• _Directions for this task_
Write out the full listing, matching it line for line.
[[ Data records open ]]
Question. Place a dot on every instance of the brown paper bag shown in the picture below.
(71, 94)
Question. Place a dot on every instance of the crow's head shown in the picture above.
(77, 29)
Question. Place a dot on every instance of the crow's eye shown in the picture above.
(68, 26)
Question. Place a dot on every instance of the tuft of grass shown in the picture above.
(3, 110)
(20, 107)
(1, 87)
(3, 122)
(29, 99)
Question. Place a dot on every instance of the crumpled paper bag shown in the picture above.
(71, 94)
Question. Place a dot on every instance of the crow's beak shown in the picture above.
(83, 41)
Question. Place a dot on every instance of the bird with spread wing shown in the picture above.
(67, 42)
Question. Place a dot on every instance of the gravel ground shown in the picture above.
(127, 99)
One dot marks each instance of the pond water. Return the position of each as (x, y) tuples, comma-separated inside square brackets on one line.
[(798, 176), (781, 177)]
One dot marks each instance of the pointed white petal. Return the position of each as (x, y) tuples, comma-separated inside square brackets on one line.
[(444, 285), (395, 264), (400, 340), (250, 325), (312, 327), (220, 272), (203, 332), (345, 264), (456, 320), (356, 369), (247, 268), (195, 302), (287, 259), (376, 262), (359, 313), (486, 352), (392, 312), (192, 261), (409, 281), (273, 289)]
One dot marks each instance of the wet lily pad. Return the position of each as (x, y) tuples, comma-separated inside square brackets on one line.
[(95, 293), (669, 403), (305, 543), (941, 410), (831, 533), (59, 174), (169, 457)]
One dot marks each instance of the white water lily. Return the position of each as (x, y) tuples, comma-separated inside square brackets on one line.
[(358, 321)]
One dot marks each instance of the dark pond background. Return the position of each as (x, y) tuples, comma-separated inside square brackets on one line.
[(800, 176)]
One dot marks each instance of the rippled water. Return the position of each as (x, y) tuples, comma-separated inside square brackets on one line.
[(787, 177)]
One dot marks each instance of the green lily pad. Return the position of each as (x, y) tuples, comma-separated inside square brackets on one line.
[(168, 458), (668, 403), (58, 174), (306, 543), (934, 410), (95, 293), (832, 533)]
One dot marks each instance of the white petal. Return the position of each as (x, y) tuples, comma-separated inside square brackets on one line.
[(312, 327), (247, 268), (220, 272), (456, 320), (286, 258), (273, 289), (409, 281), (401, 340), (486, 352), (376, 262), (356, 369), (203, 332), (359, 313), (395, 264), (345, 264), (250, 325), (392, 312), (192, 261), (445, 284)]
[[ Data records closed ]]
• _Response for this exercise_
Question. Place a dot on every instance of the brown paper bag shown in the picture below.
(71, 94)
Question. Place a dot on every instance of the crow's head shown in the picture above.
(77, 29)
Question. Place a dot on every instance of the crow's eye shown in the picture above.
(68, 26)
Question. Place a dot on every instance of the tuft of grass shown in the picture above.
(3, 110)
(20, 107)
(1, 87)
(3, 122)
(29, 99)
Question. Place a dot on every instance of the crumpled paper bag shown in the picture above.
(71, 94)
Question. Place a dot on every instance of the crow's beak shown in the picture above.
(83, 41)
Question. Place a dot on every instance of the bird with spread wing shown in the picture above.
(67, 42)
Question. Place a dot on every instance of the gravel ground shown in the picture above.
(127, 99)
One dot marks each instance of the pond water. Return the position of each as (x, y) tuples, comma-separated inside square brackets on one line.
[(798, 176), (781, 177)]
One dot marks each instance of the pointed white petal. Return the position of each as (x, y) tuples, comma-separated inside square brackets on one line.
[(444, 285), (395, 264), (400, 340), (250, 325), (312, 327), (220, 272), (203, 332), (345, 264), (456, 320), (356, 369), (247, 268), (195, 302), (287, 259), (376, 262), (359, 313), (486, 352), (392, 312), (192, 261), (409, 281), (273, 289)]
One dot marks each instance of the wet lily pad. Return the position of each as (x, y) tuples, comma-separated inside square brackets on one line.
[(95, 293), (669, 403), (305, 543), (941, 410), (831, 533), (59, 174), (169, 457)]
One dot marks each instance of the white water lily. Return the position of each as (x, y) tuples, comma-separated inside square brackets on one line.
[(358, 321)]
One dot marks each instance of the dark pond background. Return the position of each as (x, y) tuples, comma-separated inside square brackets on one line.
[(800, 176)]
One dot marks each instance of the rippled water. Return the position of each as (x, y) tuples, comma-separated inside square brackets on one line.
[(787, 177)]
One dot marks each instance of the green lily pad. Return the position of each as (x, y) tuples, comma-separated inside square brackets on one line.
[(168, 458), (668, 403), (58, 174), (306, 543), (934, 410), (95, 293), (832, 533)]
One dot marks each instance of the white petal. Return the position of each as (x, y) tuples, comma-separated inside square brackets on one line.
[(312, 327), (247, 268), (220, 272), (456, 320), (286, 258), (273, 289), (409, 281), (401, 340), (486, 352), (376, 262), (356, 369), (203, 332), (359, 313), (395, 264), (345, 264), (250, 325), (392, 312), (192, 261), (445, 284)]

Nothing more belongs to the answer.